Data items
════════════════

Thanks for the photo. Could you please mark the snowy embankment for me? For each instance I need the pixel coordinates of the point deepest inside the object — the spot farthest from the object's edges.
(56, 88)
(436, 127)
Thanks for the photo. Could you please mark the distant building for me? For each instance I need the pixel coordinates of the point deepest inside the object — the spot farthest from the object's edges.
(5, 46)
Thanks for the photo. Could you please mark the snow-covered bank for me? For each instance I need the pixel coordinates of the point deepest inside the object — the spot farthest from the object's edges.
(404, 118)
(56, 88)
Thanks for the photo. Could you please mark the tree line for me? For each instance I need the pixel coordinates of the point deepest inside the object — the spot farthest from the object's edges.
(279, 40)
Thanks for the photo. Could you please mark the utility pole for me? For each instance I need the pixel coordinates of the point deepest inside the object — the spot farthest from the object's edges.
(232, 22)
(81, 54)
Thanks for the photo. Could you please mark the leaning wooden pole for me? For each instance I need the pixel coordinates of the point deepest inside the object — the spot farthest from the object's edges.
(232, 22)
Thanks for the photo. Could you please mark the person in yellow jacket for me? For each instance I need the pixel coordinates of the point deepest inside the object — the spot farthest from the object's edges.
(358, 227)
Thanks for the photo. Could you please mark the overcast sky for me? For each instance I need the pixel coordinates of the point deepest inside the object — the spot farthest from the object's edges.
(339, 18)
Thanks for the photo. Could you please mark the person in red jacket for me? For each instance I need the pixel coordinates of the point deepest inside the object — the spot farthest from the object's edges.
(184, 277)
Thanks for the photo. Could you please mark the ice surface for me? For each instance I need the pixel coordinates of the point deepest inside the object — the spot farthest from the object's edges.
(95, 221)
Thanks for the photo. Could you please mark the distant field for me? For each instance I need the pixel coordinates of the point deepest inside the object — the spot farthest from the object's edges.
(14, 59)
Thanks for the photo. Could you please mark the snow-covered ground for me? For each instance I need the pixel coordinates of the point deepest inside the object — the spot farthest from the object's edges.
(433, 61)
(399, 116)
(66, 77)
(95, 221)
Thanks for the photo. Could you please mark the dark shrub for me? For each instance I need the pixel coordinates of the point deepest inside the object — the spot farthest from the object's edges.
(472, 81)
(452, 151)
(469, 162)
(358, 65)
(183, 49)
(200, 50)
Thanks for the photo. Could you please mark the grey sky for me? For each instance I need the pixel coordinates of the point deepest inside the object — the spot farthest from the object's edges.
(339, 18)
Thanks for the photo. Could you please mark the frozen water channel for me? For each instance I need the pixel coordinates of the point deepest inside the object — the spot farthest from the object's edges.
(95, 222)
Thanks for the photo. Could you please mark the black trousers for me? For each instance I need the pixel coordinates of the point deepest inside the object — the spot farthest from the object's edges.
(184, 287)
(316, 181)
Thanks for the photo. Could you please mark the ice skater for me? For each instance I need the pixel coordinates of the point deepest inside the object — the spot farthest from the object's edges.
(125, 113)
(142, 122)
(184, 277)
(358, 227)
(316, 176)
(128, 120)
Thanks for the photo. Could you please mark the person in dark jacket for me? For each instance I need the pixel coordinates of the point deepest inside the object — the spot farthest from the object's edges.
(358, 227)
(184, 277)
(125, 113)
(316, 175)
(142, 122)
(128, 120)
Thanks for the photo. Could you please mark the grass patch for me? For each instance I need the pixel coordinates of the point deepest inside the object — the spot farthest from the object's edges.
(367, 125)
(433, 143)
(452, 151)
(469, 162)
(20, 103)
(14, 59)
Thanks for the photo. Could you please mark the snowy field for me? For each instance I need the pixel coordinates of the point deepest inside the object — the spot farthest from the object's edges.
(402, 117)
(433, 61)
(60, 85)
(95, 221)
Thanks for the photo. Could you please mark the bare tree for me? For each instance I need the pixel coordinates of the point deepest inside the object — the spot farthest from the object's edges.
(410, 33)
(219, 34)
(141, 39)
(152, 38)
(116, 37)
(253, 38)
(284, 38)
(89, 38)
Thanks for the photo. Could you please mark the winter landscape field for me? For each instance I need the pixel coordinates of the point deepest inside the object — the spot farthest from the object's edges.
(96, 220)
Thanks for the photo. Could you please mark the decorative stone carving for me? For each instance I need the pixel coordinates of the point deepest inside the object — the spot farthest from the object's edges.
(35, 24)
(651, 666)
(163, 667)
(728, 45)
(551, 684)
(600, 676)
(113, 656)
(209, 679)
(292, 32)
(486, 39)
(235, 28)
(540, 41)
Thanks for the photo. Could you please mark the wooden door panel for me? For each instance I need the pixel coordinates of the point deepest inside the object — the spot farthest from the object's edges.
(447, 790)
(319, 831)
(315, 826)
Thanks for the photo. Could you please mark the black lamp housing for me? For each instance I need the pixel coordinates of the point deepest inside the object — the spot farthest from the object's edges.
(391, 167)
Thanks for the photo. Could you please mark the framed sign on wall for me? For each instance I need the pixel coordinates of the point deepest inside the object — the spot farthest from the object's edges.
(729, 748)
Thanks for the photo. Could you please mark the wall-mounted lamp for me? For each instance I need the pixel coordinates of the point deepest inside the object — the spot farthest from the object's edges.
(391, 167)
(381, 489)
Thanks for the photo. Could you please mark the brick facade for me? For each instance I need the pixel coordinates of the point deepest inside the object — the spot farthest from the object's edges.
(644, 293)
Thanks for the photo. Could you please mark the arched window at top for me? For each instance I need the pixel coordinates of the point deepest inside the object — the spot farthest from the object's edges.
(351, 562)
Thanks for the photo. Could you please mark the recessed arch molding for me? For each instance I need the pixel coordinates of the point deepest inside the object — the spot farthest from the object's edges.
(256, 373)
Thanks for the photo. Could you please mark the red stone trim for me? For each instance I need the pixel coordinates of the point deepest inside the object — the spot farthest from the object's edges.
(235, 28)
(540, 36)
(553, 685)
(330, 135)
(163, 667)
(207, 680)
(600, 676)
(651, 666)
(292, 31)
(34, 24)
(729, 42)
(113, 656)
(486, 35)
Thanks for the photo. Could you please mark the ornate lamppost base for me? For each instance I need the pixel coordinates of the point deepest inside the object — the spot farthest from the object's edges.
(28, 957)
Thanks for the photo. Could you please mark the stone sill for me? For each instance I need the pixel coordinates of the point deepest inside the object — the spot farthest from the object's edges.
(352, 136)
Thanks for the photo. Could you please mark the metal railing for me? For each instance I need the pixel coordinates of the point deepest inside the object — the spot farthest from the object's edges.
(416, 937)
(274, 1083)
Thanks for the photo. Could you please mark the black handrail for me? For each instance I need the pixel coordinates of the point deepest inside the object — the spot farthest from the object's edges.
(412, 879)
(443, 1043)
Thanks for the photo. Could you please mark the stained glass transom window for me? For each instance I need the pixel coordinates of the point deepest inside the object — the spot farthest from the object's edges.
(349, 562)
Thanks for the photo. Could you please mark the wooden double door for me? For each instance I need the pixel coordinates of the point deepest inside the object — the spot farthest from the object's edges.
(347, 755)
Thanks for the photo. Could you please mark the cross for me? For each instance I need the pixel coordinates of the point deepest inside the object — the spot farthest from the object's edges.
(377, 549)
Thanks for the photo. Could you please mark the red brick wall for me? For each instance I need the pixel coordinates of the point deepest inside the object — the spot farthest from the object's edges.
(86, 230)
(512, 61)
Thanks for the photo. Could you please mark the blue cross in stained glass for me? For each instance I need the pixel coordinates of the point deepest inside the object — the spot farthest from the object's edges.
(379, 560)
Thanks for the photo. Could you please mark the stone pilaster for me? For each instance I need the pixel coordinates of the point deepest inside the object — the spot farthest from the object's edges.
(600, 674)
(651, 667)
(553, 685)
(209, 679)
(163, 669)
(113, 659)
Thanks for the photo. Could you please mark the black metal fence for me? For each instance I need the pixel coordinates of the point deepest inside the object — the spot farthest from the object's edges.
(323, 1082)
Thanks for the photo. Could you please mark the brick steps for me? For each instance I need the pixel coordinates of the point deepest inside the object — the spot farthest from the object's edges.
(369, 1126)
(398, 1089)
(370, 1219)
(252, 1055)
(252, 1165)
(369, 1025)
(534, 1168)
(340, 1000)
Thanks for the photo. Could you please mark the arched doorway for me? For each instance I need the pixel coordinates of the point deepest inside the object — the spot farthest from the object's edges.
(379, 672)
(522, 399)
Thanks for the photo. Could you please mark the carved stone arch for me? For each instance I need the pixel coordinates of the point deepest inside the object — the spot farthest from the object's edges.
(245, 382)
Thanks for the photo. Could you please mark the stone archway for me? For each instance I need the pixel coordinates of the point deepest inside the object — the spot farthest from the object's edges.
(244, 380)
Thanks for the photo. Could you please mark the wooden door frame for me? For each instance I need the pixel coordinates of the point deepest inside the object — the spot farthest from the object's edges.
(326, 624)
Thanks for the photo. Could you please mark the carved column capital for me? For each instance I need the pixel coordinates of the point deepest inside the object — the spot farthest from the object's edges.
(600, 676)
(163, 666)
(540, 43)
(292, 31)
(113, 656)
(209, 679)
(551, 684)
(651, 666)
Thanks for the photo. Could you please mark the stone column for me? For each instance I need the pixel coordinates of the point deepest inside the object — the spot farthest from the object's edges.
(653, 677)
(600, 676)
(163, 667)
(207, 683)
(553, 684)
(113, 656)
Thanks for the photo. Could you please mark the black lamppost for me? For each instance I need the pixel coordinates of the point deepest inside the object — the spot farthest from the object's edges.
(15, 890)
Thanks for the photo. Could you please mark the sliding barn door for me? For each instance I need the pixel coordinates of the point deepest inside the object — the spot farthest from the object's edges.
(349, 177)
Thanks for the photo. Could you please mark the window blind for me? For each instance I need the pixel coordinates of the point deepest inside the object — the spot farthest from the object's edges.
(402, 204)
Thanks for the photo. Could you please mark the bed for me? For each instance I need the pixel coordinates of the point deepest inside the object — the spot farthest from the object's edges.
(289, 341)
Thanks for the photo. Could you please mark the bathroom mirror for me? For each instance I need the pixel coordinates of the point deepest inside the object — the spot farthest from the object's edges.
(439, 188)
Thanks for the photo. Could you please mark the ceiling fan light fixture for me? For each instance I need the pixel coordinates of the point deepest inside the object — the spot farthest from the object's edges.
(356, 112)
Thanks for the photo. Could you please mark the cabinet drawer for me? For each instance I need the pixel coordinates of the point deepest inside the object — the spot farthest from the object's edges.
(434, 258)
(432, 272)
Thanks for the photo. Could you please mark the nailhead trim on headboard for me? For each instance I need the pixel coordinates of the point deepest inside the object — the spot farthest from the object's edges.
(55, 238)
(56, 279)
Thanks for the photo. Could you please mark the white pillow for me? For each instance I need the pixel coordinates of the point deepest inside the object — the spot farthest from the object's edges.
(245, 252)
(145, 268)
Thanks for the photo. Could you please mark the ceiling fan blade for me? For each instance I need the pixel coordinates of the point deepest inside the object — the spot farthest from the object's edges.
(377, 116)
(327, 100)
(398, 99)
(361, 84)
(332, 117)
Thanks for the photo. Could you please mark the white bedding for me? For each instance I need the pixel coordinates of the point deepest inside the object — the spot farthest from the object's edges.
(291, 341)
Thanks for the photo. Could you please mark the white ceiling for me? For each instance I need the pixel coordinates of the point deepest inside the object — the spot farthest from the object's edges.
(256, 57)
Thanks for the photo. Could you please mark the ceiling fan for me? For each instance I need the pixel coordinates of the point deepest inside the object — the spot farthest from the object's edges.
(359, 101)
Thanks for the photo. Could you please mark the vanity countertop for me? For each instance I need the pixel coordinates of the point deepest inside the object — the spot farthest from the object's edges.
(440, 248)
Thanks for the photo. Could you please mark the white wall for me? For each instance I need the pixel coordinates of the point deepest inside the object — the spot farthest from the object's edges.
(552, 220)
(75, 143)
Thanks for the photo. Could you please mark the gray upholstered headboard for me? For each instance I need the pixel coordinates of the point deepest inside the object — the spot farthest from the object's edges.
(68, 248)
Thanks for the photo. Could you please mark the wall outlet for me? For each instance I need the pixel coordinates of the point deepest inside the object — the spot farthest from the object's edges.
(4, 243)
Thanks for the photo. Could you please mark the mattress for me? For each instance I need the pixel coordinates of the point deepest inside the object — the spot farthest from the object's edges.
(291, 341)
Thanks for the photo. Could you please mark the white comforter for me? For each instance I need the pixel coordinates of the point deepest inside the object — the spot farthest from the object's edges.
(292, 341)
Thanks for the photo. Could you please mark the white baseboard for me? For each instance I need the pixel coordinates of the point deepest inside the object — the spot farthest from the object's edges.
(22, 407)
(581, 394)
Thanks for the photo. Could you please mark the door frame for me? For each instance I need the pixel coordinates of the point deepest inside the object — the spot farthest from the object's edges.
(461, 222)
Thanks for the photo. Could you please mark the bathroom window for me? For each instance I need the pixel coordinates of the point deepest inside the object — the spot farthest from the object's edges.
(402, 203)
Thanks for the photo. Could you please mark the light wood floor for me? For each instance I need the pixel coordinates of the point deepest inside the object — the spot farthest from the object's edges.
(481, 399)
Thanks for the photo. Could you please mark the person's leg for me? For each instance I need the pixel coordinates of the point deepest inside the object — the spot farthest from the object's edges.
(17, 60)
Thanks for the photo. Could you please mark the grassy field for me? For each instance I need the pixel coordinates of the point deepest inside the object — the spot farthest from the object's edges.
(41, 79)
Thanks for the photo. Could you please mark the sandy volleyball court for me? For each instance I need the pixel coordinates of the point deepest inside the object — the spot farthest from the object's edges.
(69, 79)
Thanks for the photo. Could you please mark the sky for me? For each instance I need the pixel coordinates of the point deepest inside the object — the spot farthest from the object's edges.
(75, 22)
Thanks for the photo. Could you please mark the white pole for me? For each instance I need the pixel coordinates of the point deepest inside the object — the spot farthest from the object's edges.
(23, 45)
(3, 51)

════════════════

Give again, word for word, every line from the one holding "Thanks for the photo. Could you please mark the white pole" to the end of the data.

Thanks for the photo. Could you please mark the white pole for me? For each instance I need the pixel coordinates of the point deepest inside the object — the spot farthest from the object's edges.
(23, 45)
(3, 51)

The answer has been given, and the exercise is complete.